Extract every record, keeping each one exactly as it is.
[START OF EXERCISE INPUTS]
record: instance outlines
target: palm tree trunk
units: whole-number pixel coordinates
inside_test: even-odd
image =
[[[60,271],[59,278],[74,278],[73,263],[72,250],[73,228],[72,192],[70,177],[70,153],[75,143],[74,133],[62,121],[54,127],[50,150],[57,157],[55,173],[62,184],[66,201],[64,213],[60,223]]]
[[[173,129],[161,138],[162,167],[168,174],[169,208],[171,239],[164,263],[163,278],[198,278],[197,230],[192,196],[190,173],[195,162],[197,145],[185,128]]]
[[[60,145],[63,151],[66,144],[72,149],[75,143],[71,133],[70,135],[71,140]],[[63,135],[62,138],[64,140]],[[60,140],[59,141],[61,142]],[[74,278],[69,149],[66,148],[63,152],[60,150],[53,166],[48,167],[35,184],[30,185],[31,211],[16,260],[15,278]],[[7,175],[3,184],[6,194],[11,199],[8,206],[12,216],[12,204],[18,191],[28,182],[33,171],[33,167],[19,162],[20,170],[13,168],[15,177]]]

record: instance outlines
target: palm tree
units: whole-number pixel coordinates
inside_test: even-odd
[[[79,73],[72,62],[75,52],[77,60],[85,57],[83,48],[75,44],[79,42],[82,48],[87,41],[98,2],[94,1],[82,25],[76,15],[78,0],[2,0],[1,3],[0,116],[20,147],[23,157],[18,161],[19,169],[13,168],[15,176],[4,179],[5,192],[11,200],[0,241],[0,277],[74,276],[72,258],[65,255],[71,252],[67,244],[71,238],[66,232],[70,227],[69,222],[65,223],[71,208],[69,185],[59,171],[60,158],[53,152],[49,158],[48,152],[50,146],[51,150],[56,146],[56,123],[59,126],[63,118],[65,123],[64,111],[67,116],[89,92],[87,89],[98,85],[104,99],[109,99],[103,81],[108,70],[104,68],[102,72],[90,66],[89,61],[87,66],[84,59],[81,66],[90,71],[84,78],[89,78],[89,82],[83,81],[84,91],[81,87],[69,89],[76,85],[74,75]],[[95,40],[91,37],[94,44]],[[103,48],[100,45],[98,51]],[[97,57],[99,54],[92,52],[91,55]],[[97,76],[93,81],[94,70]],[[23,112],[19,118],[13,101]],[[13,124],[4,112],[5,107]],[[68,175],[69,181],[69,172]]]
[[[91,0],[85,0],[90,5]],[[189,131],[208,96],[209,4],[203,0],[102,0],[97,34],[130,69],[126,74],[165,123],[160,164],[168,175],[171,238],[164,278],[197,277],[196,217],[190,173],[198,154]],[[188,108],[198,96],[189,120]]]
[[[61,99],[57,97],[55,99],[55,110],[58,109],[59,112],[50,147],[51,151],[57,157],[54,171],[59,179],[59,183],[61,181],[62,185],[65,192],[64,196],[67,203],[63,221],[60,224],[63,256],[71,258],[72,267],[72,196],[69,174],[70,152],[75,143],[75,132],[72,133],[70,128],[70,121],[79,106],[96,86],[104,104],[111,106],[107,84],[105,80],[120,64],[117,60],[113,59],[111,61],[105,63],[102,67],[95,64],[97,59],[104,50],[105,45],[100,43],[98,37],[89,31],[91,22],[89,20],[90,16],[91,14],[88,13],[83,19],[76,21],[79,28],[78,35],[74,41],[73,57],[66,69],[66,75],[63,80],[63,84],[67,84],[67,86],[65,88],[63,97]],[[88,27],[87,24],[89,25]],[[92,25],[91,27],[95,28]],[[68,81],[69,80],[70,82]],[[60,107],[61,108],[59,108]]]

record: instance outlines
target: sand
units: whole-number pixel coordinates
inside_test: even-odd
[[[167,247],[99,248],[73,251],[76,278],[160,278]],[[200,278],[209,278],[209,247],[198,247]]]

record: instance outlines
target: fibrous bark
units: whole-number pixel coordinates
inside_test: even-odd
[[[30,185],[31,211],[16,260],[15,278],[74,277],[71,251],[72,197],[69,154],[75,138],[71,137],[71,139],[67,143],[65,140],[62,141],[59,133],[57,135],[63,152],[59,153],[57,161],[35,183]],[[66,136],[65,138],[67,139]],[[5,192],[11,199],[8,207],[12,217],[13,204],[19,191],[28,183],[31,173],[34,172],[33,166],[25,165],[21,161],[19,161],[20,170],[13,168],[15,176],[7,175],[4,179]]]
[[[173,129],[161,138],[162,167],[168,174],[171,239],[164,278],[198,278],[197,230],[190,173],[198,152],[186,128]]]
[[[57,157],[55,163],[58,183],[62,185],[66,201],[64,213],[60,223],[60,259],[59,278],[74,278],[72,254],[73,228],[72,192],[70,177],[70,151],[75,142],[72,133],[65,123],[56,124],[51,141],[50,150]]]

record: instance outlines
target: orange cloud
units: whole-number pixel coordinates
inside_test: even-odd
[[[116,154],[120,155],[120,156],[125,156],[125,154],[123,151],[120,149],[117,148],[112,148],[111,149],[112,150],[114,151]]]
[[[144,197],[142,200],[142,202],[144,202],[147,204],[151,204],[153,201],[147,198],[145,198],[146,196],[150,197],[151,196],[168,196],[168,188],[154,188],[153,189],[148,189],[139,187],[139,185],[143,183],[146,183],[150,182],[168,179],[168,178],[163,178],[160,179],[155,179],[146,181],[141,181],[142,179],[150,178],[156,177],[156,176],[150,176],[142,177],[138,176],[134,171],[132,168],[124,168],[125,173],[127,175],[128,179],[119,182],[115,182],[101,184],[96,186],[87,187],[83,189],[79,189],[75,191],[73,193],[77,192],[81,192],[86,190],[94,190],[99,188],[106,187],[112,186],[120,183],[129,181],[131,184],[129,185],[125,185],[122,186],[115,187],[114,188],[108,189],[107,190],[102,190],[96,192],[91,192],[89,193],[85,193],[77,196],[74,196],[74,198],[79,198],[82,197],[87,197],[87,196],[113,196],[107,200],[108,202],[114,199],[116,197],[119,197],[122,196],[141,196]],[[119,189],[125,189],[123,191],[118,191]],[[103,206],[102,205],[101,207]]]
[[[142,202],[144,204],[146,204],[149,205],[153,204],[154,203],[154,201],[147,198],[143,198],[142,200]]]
[END OF EXERCISE INPUTS]
__TASK RESPONSE__
record: instance outlines
target: palm tree trunk
units: whole-number pixel coordinates
inside_test: even-odd
image =
[[[60,271],[59,278],[74,278],[73,263],[72,250],[73,228],[72,192],[70,177],[70,153],[75,143],[74,133],[62,121],[54,127],[50,150],[57,157],[55,173],[62,184],[66,201],[64,213],[60,223]]]
[[[173,129],[161,138],[162,167],[168,174],[169,208],[171,239],[164,263],[163,278],[198,278],[197,230],[192,196],[190,173],[195,162],[197,145],[185,128]]]
[[[60,145],[63,151],[66,144],[72,149],[75,143],[71,133],[70,135],[71,140]],[[63,135],[62,138],[64,140]],[[60,140],[59,141],[61,142]],[[74,278],[69,149],[66,148],[63,152],[60,150],[53,166],[48,167],[35,184],[30,185],[31,211],[16,260],[15,278]],[[7,175],[3,184],[6,194],[11,199],[8,206],[12,216],[12,204],[18,191],[28,182],[33,171],[33,167],[19,162],[20,170],[13,168],[15,177]]]

record: instance outlines
target: palm tree
units: whole-number pixel coordinates
inside_test: even-odd
[[[79,73],[72,62],[75,52],[77,60],[85,57],[83,48],[75,44],[79,42],[82,48],[87,41],[98,2],[94,1],[82,25],[76,15],[78,0],[2,0],[1,3],[0,116],[20,147],[23,157],[18,161],[19,169],[13,168],[15,176],[4,179],[5,192],[11,200],[0,241],[0,277],[74,276],[72,258],[65,255],[71,252],[67,244],[71,238],[66,232],[70,227],[69,222],[65,223],[71,208],[69,185],[59,171],[60,158],[53,152],[49,158],[48,152],[50,146],[51,150],[56,146],[56,123],[59,126],[63,118],[65,123],[64,111],[67,116],[89,92],[87,89],[98,85],[104,99],[109,99],[103,81],[108,70],[104,68],[102,72],[90,66],[89,61],[87,66],[84,59],[81,66],[90,71],[84,78],[89,78],[89,82],[83,81],[84,91],[81,87],[69,89],[76,85],[74,75]],[[95,40],[91,37],[94,44]],[[103,48],[100,45],[98,51]],[[97,57],[99,54],[92,52],[91,55]],[[97,76],[93,81],[94,70]],[[23,112],[19,118],[13,101]],[[13,124],[4,112],[5,107]],[[68,175],[69,181],[69,172]]]
[[[91,0],[85,0],[90,5]],[[189,131],[208,96],[209,4],[203,0],[102,0],[97,34],[130,69],[126,74],[165,123],[160,164],[168,175],[171,238],[164,278],[197,277],[196,217],[190,173],[198,154]],[[188,108],[198,96],[189,120]]]
[[[61,99],[57,97],[55,99],[55,110],[58,109],[59,112],[50,147],[51,151],[57,157],[54,171],[59,179],[59,183],[61,181],[62,185],[65,192],[64,196],[67,203],[63,221],[60,224],[63,256],[71,258],[72,267],[72,196],[69,174],[70,152],[75,143],[75,132],[72,133],[70,128],[70,121],[79,106],[96,86],[104,104],[111,106],[107,84],[105,80],[120,64],[117,60],[113,59],[111,61],[105,63],[102,67],[95,64],[97,59],[104,50],[105,45],[100,43],[98,37],[89,31],[91,22],[89,20],[90,16],[91,14],[88,13],[83,19],[76,21],[79,28],[78,35],[74,41],[73,57],[66,69],[66,75],[63,80],[63,84],[67,84],[67,86],[65,88],[63,97]],[[88,27],[87,24],[89,25]],[[92,25],[91,27],[95,28]],[[68,81],[69,80],[70,82]],[[60,107],[61,108],[59,108]]]

record: instance outlines
target: sand
units: whole-number pixel coordinates
inside_test: even-odd
[[[167,247],[99,248],[73,251],[76,278],[160,278]],[[200,278],[209,278],[209,247],[198,247]]]

record: instance outlines
target: fibrous bark
units: whole-number pixel coordinates
inside_test: even-odd
[[[30,185],[31,211],[16,260],[15,278],[74,277],[71,251],[72,197],[69,154],[75,138],[71,137],[71,139],[67,143],[65,140],[62,141],[59,133],[57,135],[63,152],[59,153],[57,161],[35,183]],[[66,136],[65,138],[67,139]],[[5,192],[11,199],[8,207],[12,217],[13,204],[19,191],[28,183],[31,173],[34,172],[33,166],[25,165],[21,161],[19,161],[20,170],[13,168],[15,176],[7,175],[4,179]]]
[[[173,129],[161,138],[162,167],[168,174],[171,239],[164,278],[198,278],[197,230],[190,173],[198,152],[186,128]]]
[[[57,157],[55,163],[58,183],[62,185],[66,201],[64,213],[60,223],[60,259],[59,278],[74,278],[72,254],[73,228],[72,192],[70,177],[70,151],[75,142],[72,133],[65,123],[56,124],[51,141],[50,150]]]

record: instance outlines
target: orange cloud
units: whole-number pixel coordinates
inside_test: even-odd
[[[116,154],[120,155],[120,156],[125,156],[125,154],[123,151],[120,149],[117,148],[112,148],[111,149],[112,150],[114,151]]]
[[[144,197],[142,200],[142,202],[144,202],[147,204],[151,204],[153,201],[147,198],[145,198],[146,196],[150,197],[151,196],[168,196],[168,188],[154,188],[153,189],[148,189],[139,187],[139,185],[143,183],[146,183],[150,182],[168,179],[168,178],[163,178],[160,179],[155,179],[146,181],[141,181],[142,179],[150,178],[156,177],[156,176],[150,176],[142,177],[138,176],[134,171],[132,168],[124,168],[125,173],[127,175],[128,179],[119,182],[115,182],[101,184],[96,186],[87,187],[83,189],[79,189],[75,191],[73,193],[77,192],[81,192],[86,190],[94,190],[99,188],[106,187],[112,186],[120,183],[129,181],[131,184],[129,185],[125,185],[122,186],[115,187],[114,188],[108,189],[107,190],[102,190],[96,192],[91,192],[89,193],[85,193],[77,196],[74,196],[74,198],[79,198],[82,197],[87,197],[87,196],[113,196],[107,200],[108,202],[114,199],[116,197],[119,197],[122,196],[141,196]],[[119,189],[125,189],[123,191],[118,191]],[[103,206],[102,205],[101,207]]]
[[[142,202],[144,204],[146,204],[149,205],[153,204],[154,203],[154,201],[147,198],[143,198],[142,200]]]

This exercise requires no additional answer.